[Records from a point annotation set]
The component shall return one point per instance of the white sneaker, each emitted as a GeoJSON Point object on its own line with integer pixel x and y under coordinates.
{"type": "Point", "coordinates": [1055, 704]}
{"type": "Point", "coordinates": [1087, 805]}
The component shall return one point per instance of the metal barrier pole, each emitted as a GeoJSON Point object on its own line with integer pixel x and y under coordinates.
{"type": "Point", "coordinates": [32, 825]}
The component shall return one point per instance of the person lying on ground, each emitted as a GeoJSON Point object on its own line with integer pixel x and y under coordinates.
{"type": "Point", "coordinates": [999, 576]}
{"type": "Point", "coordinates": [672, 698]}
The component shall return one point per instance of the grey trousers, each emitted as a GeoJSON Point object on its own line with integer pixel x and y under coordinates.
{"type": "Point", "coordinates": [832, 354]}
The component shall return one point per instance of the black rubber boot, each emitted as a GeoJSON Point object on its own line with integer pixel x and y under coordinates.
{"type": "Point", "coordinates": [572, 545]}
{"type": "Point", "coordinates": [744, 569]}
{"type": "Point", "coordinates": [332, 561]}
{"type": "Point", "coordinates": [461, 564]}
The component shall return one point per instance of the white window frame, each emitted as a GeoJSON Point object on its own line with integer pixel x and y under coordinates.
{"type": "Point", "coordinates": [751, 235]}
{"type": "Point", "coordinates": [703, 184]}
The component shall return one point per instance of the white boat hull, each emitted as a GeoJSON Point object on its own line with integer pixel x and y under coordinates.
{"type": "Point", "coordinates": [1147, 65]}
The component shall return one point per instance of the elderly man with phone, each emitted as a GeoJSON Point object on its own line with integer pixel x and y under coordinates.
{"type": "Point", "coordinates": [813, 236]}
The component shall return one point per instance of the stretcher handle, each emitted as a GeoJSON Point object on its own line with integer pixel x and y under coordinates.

OBJECTIVE: Reproduce all of the records above, word for word, without changing any character.

EXERCISE SOLUTION:
The component shall return one point per instance of the white sneaker, each emitted as a GeoJSON Point object on its own line with integer pixel x and y under coordinates.
{"type": "Point", "coordinates": [1055, 704]}
{"type": "Point", "coordinates": [1087, 805]}
The component shall return one point per instance of the metal barrier pole, each emitted as a GeoJSON Point object on its own line with integer pixel x and y under coordinates.
{"type": "Point", "coordinates": [32, 825]}
The component shall return one point per instance of the person lying on ground, each emitted as a GeoJSON Point object on its own line with integer pixel x and y under coordinates.
{"type": "Point", "coordinates": [999, 576]}
{"type": "Point", "coordinates": [672, 698]}
The component shall return one point per instance of the grey trousers, each emitted as a GeoJSON Point object on its own line with integer pixel x and y under coordinates.
{"type": "Point", "coordinates": [832, 354]}
The component shall return one point per instance of the black rubber boot, each emitted as a GeoJSON Point object on its own line with integer pixel x and y under coordinates.
{"type": "Point", "coordinates": [572, 545]}
{"type": "Point", "coordinates": [744, 569]}
{"type": "Point", "coordinates": [332, 561]}
{"type": "Point", "coordinates": [461, 564]}
The component shall return one point per instance of the white window frame, each emitted as a GeoJSON Point object on its own line with integer pixel x and y under coordinates.
{"type": "Point", "coordinates": [751, 235]}
{"type": "Point", "coordinates": [703, 184]}
The component shall return one point per instance of the white boat hull, each emitted as a GeoJSON Point object on its own line with integer pixel x and y under coordinates.
{"type": "Point", "coordinates": [1147, 65]}
The component shall return one point per instance of the elderly man with phone, each emitted as a GeoJSON Point object on its own line with integer pixel x and y under coordinates.
{"type": "Point", "coordinates": [813, 236]}
The component shall return one point per instance of the stretcher handle, each emitted as a GeoJSON Point object on its own line with integer pixel x and y under coordinates.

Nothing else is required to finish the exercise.